BEGIN Records supplied

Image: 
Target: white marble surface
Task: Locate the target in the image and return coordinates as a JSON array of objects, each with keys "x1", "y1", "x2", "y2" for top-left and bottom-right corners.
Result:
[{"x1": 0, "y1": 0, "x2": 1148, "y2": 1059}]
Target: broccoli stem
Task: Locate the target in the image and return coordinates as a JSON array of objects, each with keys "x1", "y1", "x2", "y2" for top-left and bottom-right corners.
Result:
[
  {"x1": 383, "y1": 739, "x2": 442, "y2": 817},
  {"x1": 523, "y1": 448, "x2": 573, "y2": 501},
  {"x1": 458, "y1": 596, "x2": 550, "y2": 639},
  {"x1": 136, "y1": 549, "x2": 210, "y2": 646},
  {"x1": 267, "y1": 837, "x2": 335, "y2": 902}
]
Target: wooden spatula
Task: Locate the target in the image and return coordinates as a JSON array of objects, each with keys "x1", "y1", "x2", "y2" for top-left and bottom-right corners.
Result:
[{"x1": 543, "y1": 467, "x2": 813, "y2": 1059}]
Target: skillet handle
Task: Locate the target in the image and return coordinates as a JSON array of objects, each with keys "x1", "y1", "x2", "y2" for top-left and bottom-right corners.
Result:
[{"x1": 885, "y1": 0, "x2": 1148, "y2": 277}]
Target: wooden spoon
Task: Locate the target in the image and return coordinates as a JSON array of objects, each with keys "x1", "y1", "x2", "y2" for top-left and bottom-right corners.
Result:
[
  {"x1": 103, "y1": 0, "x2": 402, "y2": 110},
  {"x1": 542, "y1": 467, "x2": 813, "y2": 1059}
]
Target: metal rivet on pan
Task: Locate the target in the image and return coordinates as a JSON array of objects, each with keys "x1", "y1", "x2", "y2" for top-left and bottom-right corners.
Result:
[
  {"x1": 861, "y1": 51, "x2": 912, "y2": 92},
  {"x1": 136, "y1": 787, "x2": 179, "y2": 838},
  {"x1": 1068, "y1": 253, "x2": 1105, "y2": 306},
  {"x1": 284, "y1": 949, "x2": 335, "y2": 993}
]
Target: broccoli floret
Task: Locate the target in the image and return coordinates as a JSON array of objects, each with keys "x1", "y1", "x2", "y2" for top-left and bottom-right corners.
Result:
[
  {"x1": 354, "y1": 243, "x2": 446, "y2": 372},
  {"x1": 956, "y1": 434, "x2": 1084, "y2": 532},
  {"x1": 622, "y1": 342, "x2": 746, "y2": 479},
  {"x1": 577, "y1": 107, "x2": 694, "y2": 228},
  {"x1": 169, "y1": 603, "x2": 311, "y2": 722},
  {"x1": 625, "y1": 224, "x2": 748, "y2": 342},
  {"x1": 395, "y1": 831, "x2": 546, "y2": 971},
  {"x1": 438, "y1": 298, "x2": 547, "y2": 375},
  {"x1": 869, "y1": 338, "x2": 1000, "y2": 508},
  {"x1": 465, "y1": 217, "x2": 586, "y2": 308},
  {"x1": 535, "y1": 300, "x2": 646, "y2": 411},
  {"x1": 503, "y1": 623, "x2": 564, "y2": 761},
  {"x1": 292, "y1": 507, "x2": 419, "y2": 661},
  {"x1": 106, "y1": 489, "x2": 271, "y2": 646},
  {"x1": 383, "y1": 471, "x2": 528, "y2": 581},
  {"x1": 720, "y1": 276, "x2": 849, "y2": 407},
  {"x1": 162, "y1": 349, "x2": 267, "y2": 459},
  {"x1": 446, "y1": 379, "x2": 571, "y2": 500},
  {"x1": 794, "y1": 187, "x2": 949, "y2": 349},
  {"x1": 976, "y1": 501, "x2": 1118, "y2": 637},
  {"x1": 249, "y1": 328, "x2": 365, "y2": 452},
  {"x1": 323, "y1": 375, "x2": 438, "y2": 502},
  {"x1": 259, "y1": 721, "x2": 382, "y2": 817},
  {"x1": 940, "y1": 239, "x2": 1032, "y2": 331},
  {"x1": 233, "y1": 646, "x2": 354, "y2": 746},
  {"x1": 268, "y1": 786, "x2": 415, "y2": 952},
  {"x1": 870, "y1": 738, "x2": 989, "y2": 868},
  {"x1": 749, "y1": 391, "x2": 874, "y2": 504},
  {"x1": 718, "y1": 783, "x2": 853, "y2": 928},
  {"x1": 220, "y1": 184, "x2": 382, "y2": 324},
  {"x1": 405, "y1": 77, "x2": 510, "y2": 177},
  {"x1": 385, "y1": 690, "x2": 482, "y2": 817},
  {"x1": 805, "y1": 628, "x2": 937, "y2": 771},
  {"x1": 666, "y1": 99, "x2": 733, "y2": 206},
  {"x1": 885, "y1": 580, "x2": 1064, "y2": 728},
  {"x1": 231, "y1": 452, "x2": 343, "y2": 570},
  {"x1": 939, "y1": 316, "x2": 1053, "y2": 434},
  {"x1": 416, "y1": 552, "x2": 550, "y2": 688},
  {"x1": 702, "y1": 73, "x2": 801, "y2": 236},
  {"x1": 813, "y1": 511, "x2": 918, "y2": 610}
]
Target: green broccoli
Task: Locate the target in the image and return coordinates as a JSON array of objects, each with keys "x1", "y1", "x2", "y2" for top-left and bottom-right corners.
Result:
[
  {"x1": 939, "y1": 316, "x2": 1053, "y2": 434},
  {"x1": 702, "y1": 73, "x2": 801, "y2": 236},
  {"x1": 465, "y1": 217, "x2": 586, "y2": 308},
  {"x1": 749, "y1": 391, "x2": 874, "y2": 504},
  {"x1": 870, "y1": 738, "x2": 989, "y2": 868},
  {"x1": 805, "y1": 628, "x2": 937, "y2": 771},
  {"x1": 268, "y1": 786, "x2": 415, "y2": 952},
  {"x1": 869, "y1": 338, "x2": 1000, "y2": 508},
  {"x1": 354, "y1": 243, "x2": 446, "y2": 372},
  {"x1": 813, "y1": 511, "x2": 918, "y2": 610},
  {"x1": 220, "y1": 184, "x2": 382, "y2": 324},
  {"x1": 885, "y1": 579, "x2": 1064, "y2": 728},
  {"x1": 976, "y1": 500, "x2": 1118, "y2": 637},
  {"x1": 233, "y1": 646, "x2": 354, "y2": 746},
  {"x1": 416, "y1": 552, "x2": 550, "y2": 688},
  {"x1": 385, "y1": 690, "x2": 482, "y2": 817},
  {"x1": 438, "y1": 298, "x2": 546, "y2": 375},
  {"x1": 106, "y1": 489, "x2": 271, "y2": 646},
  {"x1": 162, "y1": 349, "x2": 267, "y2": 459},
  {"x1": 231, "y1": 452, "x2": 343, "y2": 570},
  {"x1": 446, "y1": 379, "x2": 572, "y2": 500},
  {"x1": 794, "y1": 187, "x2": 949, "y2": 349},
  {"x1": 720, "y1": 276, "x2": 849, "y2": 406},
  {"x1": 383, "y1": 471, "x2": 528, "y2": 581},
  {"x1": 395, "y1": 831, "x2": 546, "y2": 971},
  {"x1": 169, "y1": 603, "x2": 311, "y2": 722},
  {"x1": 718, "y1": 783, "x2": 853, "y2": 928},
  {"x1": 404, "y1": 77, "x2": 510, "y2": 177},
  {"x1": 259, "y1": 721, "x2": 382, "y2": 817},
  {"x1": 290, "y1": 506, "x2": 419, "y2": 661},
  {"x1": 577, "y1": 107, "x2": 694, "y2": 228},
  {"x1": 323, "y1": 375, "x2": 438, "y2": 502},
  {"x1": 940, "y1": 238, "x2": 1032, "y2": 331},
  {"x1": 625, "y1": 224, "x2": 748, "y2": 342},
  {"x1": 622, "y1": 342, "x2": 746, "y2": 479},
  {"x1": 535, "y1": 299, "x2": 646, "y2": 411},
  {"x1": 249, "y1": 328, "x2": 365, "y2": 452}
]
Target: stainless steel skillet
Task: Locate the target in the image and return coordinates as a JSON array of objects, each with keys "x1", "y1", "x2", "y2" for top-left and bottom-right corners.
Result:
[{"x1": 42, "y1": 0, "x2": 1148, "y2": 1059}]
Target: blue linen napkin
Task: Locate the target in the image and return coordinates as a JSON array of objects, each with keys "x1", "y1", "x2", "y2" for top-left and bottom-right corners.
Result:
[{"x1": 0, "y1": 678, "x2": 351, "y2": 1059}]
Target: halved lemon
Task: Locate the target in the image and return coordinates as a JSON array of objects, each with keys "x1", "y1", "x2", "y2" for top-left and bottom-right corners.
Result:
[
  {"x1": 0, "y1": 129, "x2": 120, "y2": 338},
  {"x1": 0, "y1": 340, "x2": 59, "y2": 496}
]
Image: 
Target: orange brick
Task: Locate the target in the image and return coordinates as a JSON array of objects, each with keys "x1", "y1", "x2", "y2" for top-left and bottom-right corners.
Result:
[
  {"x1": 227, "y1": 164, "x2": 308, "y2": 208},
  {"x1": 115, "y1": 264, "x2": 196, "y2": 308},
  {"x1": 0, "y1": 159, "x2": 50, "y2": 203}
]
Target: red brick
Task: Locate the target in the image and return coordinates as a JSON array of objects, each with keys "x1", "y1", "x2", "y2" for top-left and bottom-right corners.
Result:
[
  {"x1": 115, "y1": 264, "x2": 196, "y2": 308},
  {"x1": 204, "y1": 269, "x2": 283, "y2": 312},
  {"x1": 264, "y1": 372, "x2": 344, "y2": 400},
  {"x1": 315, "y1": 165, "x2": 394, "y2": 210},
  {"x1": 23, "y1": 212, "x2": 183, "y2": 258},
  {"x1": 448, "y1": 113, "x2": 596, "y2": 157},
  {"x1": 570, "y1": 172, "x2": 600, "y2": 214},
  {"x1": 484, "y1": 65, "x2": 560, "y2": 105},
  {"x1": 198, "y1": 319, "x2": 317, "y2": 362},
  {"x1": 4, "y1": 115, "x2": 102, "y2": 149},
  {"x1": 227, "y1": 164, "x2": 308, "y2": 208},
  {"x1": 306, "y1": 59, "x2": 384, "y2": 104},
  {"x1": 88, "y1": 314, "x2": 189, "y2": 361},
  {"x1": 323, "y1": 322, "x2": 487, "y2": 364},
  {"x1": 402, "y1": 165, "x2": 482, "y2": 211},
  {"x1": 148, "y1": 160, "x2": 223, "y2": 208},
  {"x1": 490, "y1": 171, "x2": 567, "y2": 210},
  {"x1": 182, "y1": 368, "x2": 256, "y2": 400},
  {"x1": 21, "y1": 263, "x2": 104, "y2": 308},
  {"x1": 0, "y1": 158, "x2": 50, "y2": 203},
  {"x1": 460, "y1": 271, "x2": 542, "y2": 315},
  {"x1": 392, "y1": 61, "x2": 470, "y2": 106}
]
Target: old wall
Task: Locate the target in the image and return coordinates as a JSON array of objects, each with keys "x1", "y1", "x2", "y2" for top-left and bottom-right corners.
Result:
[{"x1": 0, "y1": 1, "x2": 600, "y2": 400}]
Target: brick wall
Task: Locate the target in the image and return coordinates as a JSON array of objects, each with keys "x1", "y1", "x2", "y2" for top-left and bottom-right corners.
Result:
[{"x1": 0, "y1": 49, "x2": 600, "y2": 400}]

END Records supplied

◆ Goal ◆
In the listing above, find the line containing "Target: old wall", then reproduce it and each line after it through the end, exactly and with nothing added.

◆ Answer to this task ◆
Target: old wall
Task: Locate the target in the image and return coordinates as a JSON array of objects, each with keys "x1", "y1", "x2", "y2" for top-left and bottom-right corners.
Result:
[{"x1": 0, "y1": 1, "x2": 600, "y2": 400}]
Target: brick wall
Task: Locate the target in the image and return coordinates as a JSON array of objects, each with keys "x1", "y1", "x2", "y2" for top-left and bottom-right corners.
Result:
[{"x1": 0, "y1": 49, "x2": 600, "y2": 400}]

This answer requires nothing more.